Excerpt:
- - - -

Many people balk at the idea of “alternative medicine” for their pets, but what does alternative really mean? We are quick to choose foods or products that claim to be all-natural, so why do we only look to drugs as a solution to our pet’s problems? While medication can be a very useful tool for veterinarians, alternative therapies can be a wonderful addition.

The main alternative therapies of use to veterinarians are acupuncture, therapeutic laser, supplements, and herbal medications. Each of these has an important place in veterinary medicine, and can help decrease the amount of other “traditional” medications needed.

Acupuncture is a practice that stems from ancient Chinese medicine. To practice acupuncture on pets you must be a licensed veterinarian and have taken an additional intensive certification course in acupuncture. Dogs have over 300 different acupuncture points throughout their bodies. Each point has a specific location and name. The theory of acupuncture is that different nerves and lymphatic points are concentrated at each point and stimulated with the needles.

The reason that acupuncture helps reduce pain and inflammation is that the points help induce the release of neurotransmitters and endorphins. Many of these are the same as those that are changed by medications, though sometimes at a lower level. It also improves blood flow in key areas. Acupuncture has a great effect on osteoarthritis and other painful joint conditions, but is also used for dermatitis, respiratory problems, seizures, laryngeal paralysis, and many other things.

- - - -

Information:
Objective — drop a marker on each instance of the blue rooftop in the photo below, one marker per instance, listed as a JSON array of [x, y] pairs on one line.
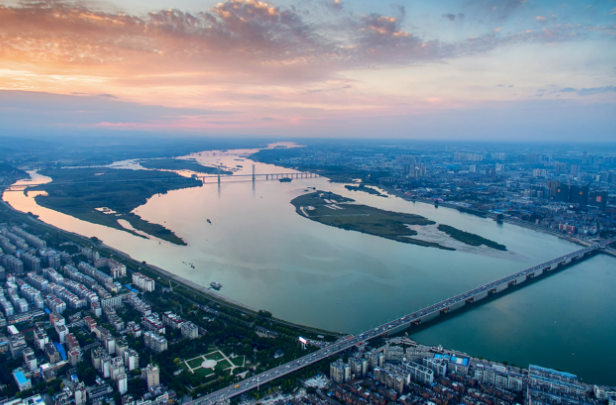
[[60, 350], [131, 288], [21, 378]]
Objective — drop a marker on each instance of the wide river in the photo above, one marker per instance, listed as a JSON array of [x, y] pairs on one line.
[[269, 257]]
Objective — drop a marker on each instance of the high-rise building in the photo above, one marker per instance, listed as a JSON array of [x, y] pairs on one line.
[[598, 199], [152, 376], [579, 195], [562, 193]]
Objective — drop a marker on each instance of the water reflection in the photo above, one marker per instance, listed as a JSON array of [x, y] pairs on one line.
[[269, 257]]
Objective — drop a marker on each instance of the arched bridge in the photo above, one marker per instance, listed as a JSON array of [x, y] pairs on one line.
[[397, 325]]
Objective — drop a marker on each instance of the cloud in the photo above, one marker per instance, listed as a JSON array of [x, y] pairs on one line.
[[588, 91], [54, 109]]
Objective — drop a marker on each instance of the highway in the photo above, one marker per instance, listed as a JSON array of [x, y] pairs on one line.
[[393, 326]]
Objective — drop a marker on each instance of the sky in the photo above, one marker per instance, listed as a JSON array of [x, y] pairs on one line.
[[462, 70]]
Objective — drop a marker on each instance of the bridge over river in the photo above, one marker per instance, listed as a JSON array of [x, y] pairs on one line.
[[400, 324]]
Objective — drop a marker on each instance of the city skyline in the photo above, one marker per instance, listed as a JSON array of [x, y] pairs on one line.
[[522, 70]]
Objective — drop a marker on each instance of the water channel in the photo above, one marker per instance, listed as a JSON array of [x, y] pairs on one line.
[[269, 257]]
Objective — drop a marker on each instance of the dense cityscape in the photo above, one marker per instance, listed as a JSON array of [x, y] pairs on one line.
[[86, 324], [307, 202], [567, 191]]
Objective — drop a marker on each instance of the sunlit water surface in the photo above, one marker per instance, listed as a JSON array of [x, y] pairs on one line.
[[271, 258]]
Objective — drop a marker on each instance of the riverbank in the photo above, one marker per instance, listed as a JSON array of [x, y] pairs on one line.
[[333, 210], [513, 221], [9, 214], [181, 164], [103, 196], [330, 209]]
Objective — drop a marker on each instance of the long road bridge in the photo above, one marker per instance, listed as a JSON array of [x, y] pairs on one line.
[[204, 179], [397, 325]]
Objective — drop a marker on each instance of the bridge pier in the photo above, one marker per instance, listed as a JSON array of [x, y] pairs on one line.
[[500, 287], [520, 280], [457, 305], [428, 317], [480, 296]]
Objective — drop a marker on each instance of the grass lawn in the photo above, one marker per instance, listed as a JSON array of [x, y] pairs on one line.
[[222, 365], [214, 356], [204, 372], [238, 361], [195, 363]]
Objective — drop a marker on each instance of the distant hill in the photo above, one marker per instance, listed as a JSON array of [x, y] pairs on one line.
[[7, 168]]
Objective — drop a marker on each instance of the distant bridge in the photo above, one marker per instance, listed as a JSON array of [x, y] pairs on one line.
[[217, 176], [398, 325]]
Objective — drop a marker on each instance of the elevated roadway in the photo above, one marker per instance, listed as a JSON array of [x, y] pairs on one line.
[[397, 325]]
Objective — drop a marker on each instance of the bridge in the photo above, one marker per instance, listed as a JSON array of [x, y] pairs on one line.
[[398, 325], [261, 176], [204, 179]]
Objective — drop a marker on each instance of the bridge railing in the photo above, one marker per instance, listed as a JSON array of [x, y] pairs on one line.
[[463, 296]]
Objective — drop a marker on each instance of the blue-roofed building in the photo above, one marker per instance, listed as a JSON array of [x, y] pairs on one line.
[[22, 382], [60, 349], [455, 363], [131, 289]]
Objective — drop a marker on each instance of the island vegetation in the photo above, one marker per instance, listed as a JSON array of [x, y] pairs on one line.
[[365, 189], [333, 210], [470, 238], [79, 192], [181, 164]]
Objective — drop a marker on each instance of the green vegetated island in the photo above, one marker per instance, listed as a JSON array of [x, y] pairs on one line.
[[365, 189], [180, 164], [470, 238], [334, 210], [79, 192]]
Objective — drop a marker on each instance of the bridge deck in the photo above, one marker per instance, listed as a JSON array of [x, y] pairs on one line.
[[397, 325]]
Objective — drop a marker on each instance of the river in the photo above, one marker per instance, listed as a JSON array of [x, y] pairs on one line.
[[269, 257]]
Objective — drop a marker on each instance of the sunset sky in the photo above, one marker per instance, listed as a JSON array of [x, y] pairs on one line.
[[468, 69]]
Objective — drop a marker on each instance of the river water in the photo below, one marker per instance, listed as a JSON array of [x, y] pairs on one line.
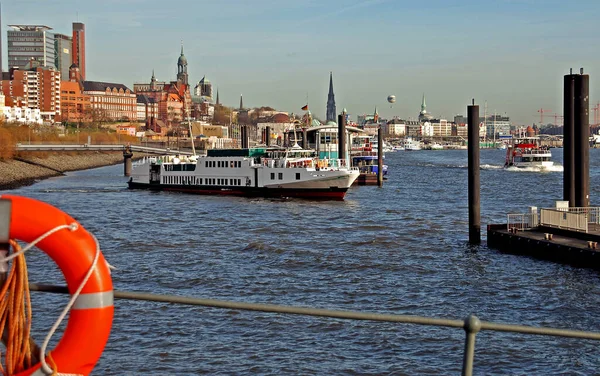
[[400, 249]]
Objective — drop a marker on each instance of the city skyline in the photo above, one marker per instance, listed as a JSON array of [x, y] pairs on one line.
[[512, 54]]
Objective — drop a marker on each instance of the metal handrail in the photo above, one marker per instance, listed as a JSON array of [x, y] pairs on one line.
[[471, 325]]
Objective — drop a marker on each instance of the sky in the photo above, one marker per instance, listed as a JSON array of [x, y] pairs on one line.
[[510, 54]]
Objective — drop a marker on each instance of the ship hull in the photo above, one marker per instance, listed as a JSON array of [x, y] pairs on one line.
[[332, 193]]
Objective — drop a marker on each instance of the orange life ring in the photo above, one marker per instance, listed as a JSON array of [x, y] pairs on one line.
[[90, 318]]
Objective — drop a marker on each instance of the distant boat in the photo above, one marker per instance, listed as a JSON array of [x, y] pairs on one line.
[[411, 145], [528, 152]]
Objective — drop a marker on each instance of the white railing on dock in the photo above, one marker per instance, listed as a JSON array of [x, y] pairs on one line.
[[522, 221], [593, 213], [568, 220]]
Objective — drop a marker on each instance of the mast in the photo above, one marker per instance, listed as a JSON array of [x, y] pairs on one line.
[[190, 130], [485, 120]]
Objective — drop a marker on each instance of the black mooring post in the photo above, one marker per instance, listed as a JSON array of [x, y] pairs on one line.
[[582, 140], [473, 154], [569, 139], [342, 136], [379, 156], [127, 163]]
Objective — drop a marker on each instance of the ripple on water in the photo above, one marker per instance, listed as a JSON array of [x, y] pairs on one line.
[[400, 249]]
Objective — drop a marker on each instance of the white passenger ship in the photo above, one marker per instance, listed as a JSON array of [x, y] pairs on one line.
[[254, 172], [528, 152]]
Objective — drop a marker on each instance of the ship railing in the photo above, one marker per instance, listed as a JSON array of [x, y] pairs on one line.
[[471, 325], [563, 219], [522, 222]]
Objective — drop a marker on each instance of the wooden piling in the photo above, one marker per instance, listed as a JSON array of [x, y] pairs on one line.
[[568, 139], [127, 161], [473, 174], [581, 140]]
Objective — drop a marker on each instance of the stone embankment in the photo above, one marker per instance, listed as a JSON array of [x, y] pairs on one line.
[[27, 170]]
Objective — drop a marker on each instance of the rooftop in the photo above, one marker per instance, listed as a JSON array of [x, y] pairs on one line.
[[30, 27]]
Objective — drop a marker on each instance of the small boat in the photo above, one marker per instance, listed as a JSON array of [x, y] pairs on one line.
[[411, 145], [528, 152], [254, 172], [364, 155]]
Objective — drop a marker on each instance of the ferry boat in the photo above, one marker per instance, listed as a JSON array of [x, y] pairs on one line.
[[255, 172], [528, 152], [410, 144]]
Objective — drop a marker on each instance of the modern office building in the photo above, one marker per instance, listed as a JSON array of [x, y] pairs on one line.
[[34, 88], [63, 44], [30, 46], [79, 47]]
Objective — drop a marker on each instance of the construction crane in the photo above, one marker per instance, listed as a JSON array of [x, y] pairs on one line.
[[541, 111], [596, 108], [558, 117]]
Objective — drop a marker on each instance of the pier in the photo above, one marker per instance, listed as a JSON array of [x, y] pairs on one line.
[[561, 234]]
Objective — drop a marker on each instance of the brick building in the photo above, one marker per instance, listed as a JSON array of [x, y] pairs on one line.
[[75, 105], [79, 47], [174, 99], [111, 101]]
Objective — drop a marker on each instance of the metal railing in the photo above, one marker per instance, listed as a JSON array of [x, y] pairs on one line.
[[522, 221], [592, 213], [574, 221], [471, 325]]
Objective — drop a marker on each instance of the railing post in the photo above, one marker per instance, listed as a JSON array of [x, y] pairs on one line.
[[472, 326]]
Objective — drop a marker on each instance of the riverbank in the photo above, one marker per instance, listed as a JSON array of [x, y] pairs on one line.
[[27, 170]]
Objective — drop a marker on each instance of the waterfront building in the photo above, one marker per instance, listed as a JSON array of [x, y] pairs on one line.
[[497, 125], [147, 109], [22, 115], [74, 103], [331, 112], [414, 128], [174, 98], [395, 128], [203, 90], [28, 44], [63, 46], [441, 127], [423, 114], [34, 88], [78, 41], [111, 101]]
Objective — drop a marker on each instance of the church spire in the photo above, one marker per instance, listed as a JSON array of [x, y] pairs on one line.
[[182, 67], [331, 112]]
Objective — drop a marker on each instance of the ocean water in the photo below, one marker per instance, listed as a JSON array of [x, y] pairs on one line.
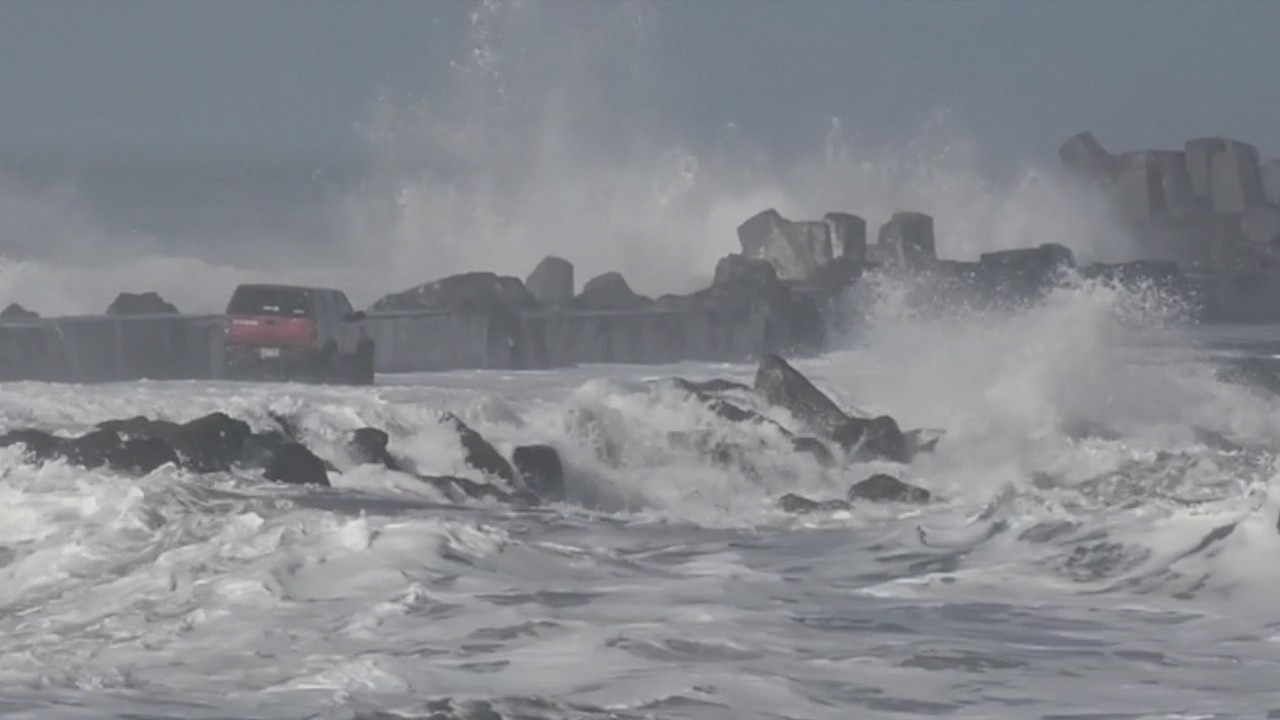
[[1100, 545], [1104, 536]]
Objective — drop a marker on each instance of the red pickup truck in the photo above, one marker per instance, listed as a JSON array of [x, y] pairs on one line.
[[291, 332]]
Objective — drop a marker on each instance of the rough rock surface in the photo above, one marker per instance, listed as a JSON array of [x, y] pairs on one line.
[[552, 282], [795, 249], [906, 241], [140, 304], [885, 488], [14, 311], [608, 291]]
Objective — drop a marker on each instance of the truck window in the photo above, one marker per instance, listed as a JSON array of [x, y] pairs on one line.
[[269, 301]]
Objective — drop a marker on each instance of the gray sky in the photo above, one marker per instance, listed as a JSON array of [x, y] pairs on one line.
[[1019, 76]]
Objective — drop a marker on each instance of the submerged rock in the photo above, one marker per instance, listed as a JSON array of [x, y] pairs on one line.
[[479, 454], [140, 304], [885, 488], [293, 464], [784, 386], [540, 470], [14, 311], [801, 505]]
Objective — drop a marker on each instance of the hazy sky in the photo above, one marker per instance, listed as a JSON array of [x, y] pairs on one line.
[[1019, 76]]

- - - -

Using the information:
[1] From the article on alternative therapies for pets, list the main alternative therapies it names as useful to veterinarians.
[2] Transcribe the article on alternative therapies for pets, everything from "The reason that" down to "many other things.".
[3] Go on with the article on alternative therapies for pets, starting after its last sentence.

Results by task:
[1]
- acupuncture
- therapeutic laser
- supplements
- herbal medications

[2]
The reason that acupuncture helps reduce pain and inflammation is that the points help induce the release of neurotransmitters and endorphins. Many of these are the same as those that are changed by medications, though sometimes at a lower level. It also improves blood flow in key areas. Acupuncture has a great effect on osteoarthritis and other painful joint conditions, but is also used for dermatitis, respiratory problems, seizures, laryngeal paralysis, and many other things.

[3]
Therapeutic laser is another nonmedicinal way to treat pain and inflammation. Therapeutic laser works by using a concentrated beam of laser photons. Laser photons are used on areas of the body that are inflamed, have pain or infection. The photons are absorbed into the cells and increase their cellular metabolism. This helps increase the rate of turnover and accelerates healing. Acupuncture points can also be stimulated with a laser to gain benefits of both treatments.

Therapeutic lasers can be used by anyone who is trained, which makes it more accessible. After a veterinarian assesses the areas to laser, technicians are able to perform the treatments. Treatments last about 15-20 minutes.

To many people’s surprise, animals tend to remain very calm and still for both laser and acupuncture treatments. In fact, most animals will actually become much calmer during their treatment.

Herbal medications and nutraceuticals (like glucosamine supplements) are extensive. I’ll discuss these further at another time, but your veterinarian can direct you if you are interested in these products.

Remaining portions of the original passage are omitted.